## Exercise directions
Which lines in the records below contain the word "slope"? Pick out each one and copy it in full.

[start]

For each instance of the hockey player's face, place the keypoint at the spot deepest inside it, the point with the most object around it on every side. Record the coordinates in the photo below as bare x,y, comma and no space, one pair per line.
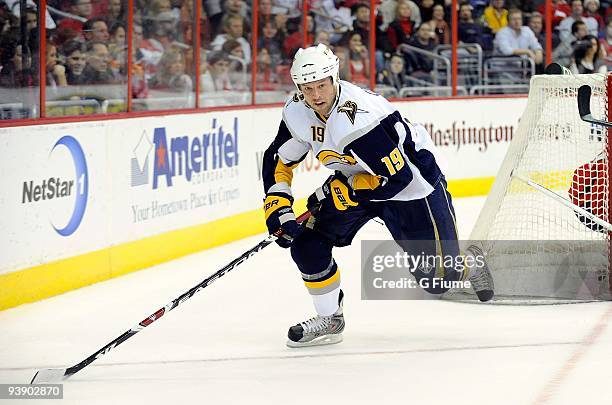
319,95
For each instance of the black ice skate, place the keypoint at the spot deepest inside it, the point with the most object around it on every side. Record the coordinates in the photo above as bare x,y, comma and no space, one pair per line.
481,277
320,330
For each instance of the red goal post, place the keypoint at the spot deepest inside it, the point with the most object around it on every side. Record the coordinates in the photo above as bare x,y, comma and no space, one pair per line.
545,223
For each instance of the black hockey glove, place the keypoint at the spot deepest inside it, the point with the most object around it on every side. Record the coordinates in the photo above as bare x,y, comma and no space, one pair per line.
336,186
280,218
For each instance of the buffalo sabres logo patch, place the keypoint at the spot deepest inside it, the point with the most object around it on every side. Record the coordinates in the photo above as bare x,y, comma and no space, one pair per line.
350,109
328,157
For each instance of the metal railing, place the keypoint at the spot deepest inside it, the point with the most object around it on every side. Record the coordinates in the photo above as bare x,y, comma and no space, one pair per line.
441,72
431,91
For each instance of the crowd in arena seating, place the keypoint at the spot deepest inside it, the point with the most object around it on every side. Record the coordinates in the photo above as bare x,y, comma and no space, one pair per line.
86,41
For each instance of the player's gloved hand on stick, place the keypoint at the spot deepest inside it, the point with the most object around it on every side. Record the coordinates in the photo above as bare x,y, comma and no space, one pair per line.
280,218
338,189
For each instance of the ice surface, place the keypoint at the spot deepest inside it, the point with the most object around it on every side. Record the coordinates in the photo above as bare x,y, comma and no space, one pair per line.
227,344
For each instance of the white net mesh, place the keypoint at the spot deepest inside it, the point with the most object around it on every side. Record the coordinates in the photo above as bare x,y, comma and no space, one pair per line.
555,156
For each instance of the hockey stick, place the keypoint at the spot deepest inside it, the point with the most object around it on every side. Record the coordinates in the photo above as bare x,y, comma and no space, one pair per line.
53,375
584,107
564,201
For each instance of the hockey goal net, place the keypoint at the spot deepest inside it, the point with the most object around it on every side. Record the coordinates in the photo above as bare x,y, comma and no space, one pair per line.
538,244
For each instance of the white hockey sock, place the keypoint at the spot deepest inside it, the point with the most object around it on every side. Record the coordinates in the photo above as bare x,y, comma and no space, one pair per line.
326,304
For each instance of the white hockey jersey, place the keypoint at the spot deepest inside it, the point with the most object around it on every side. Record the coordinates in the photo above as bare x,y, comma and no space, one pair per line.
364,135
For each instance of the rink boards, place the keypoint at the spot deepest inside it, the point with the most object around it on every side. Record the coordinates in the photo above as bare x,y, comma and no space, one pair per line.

[end]
[start]

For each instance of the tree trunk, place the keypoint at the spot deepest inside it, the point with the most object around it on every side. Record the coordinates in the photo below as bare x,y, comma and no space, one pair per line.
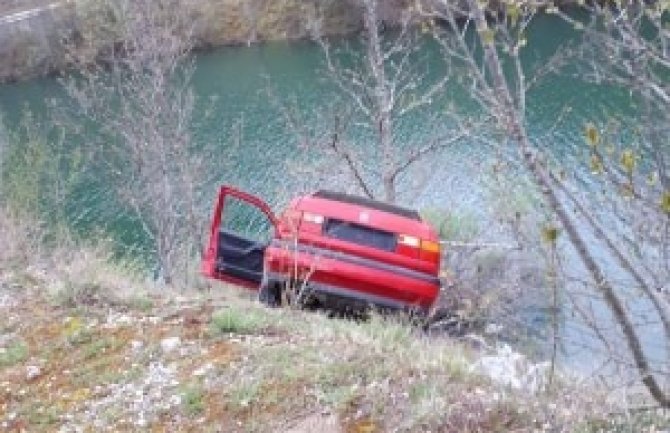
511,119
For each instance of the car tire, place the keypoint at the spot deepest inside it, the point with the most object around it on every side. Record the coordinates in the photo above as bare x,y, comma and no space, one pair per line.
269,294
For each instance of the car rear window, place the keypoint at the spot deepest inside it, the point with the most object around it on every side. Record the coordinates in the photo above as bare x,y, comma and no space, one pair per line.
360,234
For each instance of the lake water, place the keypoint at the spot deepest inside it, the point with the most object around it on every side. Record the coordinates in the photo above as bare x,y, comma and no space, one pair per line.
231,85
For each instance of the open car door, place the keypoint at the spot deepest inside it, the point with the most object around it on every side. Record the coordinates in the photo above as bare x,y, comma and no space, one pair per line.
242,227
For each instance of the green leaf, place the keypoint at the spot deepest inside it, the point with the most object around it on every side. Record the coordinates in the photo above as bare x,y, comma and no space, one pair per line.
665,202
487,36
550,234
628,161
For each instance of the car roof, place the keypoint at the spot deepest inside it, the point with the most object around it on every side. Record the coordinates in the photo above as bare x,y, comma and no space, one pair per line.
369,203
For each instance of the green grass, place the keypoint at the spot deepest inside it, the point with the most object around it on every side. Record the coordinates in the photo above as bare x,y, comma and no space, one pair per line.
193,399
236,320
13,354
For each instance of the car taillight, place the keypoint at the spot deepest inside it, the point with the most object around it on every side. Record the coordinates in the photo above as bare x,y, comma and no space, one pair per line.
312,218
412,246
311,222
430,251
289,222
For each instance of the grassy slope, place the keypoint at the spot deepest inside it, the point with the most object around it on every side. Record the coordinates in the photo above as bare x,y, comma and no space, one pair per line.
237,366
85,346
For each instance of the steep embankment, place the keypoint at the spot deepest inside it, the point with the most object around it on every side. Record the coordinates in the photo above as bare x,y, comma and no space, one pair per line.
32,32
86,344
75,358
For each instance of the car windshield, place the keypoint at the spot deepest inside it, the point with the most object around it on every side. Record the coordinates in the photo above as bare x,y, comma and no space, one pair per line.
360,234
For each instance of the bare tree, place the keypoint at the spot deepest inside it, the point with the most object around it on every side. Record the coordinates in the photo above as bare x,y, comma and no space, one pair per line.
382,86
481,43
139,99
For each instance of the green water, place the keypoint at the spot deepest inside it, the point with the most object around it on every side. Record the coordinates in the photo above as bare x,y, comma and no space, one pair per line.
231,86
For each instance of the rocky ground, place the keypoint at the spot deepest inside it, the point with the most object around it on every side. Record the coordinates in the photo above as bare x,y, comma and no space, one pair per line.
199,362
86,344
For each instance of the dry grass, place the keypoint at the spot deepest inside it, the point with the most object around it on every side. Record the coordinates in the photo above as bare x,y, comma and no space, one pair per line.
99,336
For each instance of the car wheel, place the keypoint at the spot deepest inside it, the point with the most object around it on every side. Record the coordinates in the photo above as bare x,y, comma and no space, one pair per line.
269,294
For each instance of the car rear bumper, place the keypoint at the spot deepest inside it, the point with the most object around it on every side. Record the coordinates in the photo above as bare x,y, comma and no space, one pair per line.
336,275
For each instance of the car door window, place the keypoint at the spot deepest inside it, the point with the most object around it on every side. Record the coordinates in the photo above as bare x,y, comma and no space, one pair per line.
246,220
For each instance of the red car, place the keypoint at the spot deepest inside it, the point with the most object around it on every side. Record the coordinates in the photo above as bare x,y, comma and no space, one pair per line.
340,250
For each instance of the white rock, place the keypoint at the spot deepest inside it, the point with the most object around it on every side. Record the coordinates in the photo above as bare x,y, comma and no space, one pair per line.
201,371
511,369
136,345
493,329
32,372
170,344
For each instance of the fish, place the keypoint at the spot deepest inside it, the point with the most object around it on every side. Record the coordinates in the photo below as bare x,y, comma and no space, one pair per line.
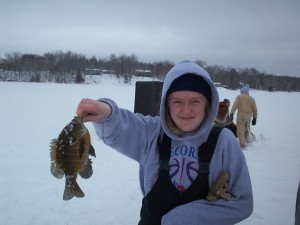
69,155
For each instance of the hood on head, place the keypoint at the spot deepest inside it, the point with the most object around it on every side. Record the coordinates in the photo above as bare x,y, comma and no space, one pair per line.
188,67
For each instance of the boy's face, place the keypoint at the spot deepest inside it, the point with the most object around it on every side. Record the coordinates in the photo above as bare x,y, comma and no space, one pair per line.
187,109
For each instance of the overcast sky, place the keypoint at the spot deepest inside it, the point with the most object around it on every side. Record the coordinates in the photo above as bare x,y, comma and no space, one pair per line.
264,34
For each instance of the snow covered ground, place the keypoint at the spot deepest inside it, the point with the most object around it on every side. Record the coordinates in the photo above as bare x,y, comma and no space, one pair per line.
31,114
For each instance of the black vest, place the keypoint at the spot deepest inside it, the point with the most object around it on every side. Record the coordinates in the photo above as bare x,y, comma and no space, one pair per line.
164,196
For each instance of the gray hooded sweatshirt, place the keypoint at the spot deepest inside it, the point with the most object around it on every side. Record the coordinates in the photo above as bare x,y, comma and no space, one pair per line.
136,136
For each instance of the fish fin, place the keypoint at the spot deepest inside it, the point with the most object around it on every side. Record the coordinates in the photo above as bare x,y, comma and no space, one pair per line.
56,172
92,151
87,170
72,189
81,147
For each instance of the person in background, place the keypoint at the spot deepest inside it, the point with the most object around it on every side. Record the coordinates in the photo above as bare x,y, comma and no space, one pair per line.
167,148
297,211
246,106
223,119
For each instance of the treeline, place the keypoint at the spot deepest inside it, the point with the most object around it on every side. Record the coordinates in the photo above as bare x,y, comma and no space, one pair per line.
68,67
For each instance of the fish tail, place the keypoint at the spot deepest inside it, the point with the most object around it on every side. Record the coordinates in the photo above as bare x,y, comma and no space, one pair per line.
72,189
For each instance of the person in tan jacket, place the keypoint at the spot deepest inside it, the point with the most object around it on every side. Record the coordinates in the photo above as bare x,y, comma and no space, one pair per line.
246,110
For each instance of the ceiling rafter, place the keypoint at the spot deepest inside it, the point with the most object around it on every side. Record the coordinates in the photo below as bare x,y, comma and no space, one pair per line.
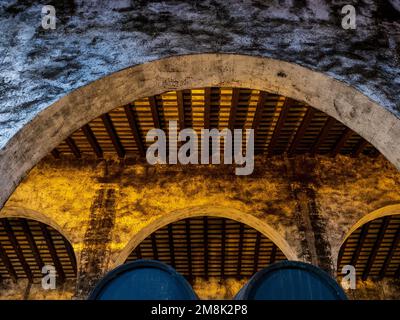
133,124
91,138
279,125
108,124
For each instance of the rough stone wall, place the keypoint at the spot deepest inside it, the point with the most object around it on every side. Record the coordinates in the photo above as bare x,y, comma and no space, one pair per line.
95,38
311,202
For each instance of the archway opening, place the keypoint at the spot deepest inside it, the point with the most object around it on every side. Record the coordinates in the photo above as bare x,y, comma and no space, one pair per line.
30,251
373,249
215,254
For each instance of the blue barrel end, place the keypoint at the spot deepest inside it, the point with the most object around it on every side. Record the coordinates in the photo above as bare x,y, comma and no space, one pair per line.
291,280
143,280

[end]
[start]

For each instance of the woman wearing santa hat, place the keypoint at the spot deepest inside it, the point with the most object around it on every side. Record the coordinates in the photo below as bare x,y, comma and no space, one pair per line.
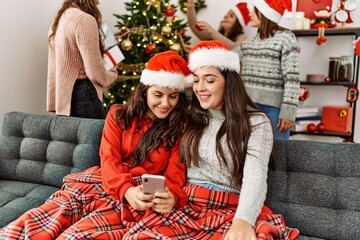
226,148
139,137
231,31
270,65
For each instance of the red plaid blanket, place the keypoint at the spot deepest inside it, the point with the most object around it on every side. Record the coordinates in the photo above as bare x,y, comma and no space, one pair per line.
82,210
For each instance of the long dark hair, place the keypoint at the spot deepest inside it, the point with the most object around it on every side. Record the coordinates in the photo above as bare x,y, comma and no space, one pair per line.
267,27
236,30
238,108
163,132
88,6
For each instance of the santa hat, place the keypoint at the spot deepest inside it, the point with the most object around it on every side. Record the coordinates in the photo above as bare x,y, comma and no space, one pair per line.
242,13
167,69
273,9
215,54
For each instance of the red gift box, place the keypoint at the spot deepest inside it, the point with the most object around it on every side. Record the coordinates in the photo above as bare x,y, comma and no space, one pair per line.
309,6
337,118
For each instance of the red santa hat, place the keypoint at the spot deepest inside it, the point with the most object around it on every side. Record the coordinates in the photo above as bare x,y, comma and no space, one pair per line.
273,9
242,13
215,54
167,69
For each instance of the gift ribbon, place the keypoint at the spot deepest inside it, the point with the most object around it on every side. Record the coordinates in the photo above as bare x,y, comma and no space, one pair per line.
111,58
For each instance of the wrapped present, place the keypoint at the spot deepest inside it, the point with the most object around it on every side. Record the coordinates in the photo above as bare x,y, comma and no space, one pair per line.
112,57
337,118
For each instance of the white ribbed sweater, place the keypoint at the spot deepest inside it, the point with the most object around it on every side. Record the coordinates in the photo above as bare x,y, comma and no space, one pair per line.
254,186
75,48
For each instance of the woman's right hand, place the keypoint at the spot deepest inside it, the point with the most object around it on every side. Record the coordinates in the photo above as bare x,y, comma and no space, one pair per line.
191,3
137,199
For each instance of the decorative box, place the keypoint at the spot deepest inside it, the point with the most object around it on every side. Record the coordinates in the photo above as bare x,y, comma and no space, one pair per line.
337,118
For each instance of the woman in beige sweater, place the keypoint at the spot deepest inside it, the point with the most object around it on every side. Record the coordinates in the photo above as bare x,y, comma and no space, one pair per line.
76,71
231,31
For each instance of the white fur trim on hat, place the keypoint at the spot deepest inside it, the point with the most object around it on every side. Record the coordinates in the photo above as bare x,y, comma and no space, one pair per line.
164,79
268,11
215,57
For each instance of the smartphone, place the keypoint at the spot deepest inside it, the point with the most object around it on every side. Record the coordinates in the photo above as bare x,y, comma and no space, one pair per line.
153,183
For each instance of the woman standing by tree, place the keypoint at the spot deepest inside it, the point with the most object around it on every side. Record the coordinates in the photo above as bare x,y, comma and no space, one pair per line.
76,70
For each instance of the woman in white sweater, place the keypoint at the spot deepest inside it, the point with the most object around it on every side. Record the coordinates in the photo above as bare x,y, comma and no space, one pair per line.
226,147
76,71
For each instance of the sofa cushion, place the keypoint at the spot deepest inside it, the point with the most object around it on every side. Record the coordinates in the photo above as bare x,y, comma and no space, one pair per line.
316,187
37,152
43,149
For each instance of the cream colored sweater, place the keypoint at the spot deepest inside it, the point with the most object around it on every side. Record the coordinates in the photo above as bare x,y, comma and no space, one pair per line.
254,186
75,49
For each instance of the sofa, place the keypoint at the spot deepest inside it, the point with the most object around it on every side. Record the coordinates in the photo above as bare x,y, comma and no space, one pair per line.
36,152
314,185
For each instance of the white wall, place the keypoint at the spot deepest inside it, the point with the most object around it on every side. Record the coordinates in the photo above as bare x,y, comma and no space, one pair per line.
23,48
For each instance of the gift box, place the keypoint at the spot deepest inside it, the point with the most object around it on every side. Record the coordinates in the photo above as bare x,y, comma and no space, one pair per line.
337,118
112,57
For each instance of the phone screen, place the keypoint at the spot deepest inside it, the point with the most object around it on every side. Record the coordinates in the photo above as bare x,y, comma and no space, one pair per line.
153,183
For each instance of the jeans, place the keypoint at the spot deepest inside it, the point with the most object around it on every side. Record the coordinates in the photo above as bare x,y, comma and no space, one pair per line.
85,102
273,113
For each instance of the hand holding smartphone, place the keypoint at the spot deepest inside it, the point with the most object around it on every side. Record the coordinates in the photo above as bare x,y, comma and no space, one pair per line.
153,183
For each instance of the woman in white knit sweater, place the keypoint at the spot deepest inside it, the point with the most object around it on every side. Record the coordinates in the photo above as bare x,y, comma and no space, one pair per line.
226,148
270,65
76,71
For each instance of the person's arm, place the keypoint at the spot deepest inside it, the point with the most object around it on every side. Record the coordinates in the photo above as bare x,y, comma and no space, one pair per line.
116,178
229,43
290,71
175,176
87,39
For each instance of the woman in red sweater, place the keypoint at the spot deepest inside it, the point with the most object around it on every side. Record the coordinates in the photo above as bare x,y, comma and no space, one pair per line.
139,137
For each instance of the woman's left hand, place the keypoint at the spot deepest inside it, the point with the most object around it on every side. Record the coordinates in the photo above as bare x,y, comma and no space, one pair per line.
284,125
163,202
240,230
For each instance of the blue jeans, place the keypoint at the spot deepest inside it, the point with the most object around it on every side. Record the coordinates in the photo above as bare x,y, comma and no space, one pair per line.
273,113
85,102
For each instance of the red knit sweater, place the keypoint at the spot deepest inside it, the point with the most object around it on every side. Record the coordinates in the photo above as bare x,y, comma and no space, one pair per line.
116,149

[end]

## Solution to the exercise
For each instance of the grassy slope, place the keypoint at the spot deepest inside it, the point with the most object around it on every side. Record the coordinates in the photo above as bare x,y, comma and no space, one pair per line.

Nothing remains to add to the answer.